• **EXERCISE REQUIREMENTS**: Only the lines from the line holding "For every instance of the white cream" through the final line of the entries below are to be returned, exactly as they stand.

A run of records
- - - - -

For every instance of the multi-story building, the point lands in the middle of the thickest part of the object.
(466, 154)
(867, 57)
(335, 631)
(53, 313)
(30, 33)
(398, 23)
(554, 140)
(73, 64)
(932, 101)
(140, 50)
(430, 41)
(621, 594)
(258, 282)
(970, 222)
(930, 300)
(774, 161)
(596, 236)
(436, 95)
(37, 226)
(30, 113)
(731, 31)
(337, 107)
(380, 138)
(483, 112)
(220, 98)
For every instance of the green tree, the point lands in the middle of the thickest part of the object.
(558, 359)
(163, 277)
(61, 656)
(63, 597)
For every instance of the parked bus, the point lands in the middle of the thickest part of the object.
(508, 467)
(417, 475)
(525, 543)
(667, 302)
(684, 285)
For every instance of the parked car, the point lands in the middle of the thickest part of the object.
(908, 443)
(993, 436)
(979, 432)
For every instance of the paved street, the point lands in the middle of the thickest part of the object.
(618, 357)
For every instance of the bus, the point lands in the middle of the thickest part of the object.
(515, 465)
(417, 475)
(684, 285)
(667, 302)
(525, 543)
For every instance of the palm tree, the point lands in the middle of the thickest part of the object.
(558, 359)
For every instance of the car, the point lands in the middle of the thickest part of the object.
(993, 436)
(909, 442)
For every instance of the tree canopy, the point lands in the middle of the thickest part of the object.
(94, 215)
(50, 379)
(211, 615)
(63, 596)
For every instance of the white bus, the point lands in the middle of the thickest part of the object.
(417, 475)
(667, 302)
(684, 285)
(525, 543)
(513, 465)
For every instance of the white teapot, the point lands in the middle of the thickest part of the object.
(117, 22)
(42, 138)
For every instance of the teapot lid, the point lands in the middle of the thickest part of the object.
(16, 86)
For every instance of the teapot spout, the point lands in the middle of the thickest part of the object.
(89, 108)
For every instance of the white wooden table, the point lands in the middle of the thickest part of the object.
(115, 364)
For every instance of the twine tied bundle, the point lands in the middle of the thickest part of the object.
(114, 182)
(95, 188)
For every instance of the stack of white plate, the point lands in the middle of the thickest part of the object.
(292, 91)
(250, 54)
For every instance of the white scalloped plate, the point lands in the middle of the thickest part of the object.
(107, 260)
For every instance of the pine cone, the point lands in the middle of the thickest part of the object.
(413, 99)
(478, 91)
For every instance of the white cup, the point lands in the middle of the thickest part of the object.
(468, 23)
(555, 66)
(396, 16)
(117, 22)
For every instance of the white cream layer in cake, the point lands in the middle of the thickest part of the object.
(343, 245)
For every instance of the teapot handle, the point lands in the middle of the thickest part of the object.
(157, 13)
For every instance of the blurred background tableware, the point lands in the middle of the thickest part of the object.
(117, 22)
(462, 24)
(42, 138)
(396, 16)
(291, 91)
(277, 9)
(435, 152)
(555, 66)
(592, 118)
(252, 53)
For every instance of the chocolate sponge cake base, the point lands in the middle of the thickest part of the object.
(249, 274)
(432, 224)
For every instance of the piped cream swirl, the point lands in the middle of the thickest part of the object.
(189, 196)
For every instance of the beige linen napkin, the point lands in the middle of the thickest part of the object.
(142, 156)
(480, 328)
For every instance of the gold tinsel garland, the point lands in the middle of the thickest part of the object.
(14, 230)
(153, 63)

- - - - -

• **ANSWER TO THIS PROBLEM**:
For every instance of the white cream layer in cake, the point lands in the middle of the thickest part of the object.
(343, 245)
For every instance of the teapot handle, the point lands in the middle of the thickest part of the object.
(157, 13)
For every instance of the blurred background tableware, the point lands in the middle of the thickest part of the object.
(117, 22)
(462, 24)
(42, 138)
(396, 16)
(291, 91)
(277, 9)
(435, 152)
(555, 66)
(592, 118)
(252, 53)
For every instance of the chocolate sponge cake base, the point lands in the middle of the thickest part of the object.
(249, 274)
(432, 224)
For every instance of the piped cream swirl, the point lands in the middle of the thickest part of the object.
(189, 196)
For every instance of the beige linen napkin, the point lands in the middle of the thickest part of the object.
(142, 156)
(480, 328)
For every instance of the gold tinsel garland, the point lands in the middle of the thickest part of the object.
(14, 230)
(153, 63)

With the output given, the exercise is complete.